Task statement
The answer must be every line of the records in which the string "panel" appears.

· · · · · · ·

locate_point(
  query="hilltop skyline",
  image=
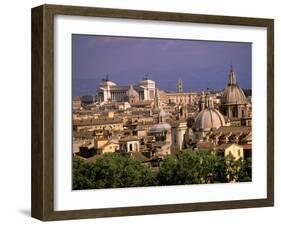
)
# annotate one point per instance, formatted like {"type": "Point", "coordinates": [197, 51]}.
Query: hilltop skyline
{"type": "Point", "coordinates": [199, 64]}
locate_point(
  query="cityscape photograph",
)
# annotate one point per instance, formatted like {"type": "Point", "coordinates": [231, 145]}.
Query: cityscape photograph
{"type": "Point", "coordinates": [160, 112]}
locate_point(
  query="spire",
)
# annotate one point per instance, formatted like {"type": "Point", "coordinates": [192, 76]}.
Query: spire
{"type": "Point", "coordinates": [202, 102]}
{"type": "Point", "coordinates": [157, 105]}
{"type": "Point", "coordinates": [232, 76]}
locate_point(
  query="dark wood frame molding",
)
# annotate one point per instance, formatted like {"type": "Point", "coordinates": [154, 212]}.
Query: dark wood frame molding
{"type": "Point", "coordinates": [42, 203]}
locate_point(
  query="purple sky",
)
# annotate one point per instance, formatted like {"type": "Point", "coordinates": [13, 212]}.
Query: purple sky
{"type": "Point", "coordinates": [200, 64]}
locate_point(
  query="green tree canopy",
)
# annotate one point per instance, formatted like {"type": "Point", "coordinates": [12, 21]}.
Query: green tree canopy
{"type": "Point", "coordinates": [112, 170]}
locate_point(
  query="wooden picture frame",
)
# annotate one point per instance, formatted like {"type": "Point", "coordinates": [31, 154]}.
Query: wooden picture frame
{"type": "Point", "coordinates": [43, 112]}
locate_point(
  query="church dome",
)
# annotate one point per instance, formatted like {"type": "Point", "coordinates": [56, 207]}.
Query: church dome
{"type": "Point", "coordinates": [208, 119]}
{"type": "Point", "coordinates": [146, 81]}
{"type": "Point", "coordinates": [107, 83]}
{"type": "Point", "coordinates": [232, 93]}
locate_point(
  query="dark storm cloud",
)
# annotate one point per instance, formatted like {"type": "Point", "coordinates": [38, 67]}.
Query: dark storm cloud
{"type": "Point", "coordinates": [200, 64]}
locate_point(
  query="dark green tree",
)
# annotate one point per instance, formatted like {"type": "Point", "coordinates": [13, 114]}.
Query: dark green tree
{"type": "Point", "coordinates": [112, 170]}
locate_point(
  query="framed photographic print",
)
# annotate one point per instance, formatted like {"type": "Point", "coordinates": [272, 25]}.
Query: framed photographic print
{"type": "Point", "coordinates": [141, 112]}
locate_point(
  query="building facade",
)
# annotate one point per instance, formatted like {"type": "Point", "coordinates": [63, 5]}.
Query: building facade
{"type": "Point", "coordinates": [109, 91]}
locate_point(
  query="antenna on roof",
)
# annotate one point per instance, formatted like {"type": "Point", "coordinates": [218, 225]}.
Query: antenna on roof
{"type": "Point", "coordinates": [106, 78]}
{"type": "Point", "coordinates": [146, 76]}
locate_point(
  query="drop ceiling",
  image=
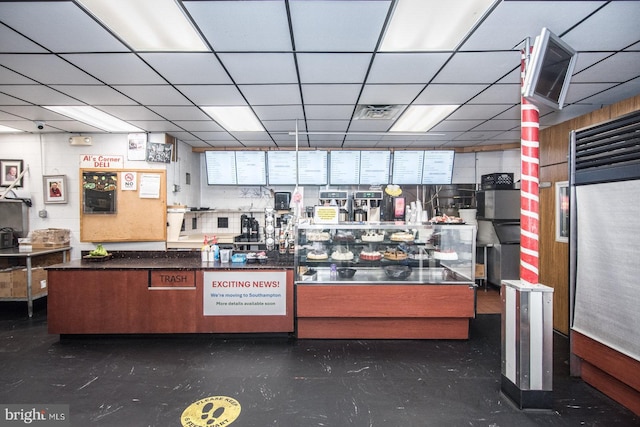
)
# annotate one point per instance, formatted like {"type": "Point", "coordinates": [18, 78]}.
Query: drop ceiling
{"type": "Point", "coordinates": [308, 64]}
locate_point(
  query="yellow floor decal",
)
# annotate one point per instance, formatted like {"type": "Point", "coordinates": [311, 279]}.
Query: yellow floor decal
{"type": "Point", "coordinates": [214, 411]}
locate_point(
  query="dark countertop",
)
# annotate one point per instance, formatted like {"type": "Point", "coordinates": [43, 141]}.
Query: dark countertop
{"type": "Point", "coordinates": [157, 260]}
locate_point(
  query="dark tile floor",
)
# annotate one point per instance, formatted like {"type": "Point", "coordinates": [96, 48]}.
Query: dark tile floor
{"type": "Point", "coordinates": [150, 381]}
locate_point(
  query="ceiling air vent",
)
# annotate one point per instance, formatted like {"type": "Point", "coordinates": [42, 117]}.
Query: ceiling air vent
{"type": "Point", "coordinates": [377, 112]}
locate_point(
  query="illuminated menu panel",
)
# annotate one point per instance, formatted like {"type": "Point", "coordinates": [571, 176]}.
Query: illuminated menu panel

· · · · · · ·

Solved exercise
  query="illuminated menu panel",
Query: illuminated menu panel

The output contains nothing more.